▸ 元の文書:
══════════════════════════════
兵庫県の「中小企業海外展開支援事業助成金」をいただき
フランスへの輸出の道筋ができました。

この助成金について知らなかったら、
出来ないと思って申請していなかったら、
このような展開にはなっていなかった・・・

感謝の気持ちも込めて、助成金の話を織り交ぜながら
お伝えさせていただきたいと思います。

2019年11月28日、
大きな志を持ってフランス、シャルルドゴール空港に降り立ちました。
今思えばちょうどコロナ禍直前の訪仏。

街は、クリスマスシーズンに入り、
シャンゼリゼ通りの並木も赤色のLED電球で美しく飾られていました。
とても華やかで、沢山の人で溢れていました。

その美しい景色を眺めながら、この地に立っている理由を考えると、
何て大胆な挑戦をしてしまったのだろうか、本当に私にできるのだろうか、
いや、きっとできるはず、上手くいく・・・
期待と不安と恐怖が入り混じった複雑な感覚を
今でもはっきり覚えています。

今年度も兵庫県の『中小企業海外展開支援事業助成金』に選んでただき
2度めの訪問を1月にいたします。
══════════════════════════════
▸ データの内容:
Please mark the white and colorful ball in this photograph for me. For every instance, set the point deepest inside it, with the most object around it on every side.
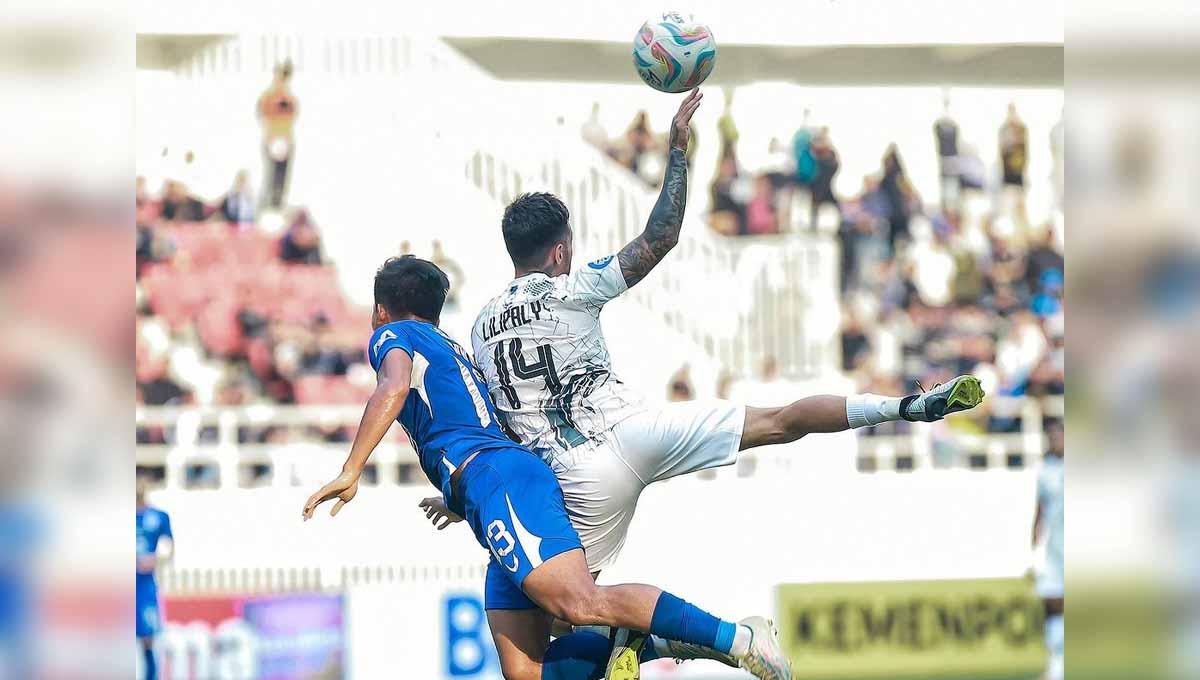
(672, 53)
══════════════════════════════
▸ 課題の要件:
(1) 元の文書によると、フランスのシャルルドゴール空港に降り立ったのはいつか。
(2) 元の文書の「この助成金について知らなかったら、」から「とても華やかで、沢山の人で溢れていました。」までの箇所を、一字も変えずに書き写すこと。

▸ 解答の全文:
(1) 2019年11月28日。

(2)
この助成金について知らなかったら、
出来ないと思って申請していなかったら、
このような展開にはなっていなかった・・・

感謝の気持ちも込めて、助成金の話を織り交ぜながら
お伝えさせていただきたいと思います。

2019年11月28日、
大きな志を持ってフランス、シャルルドゴール空港に降り立ちました。
今思えばちょうどコロナ禍直前の訪仏。

街は、クリスマスシーズンに入り、
シャンゼリゼ通りの並木も赤色のLED電球で美しく飾られていました。
とても華やかで、沢山の人で溢れていました。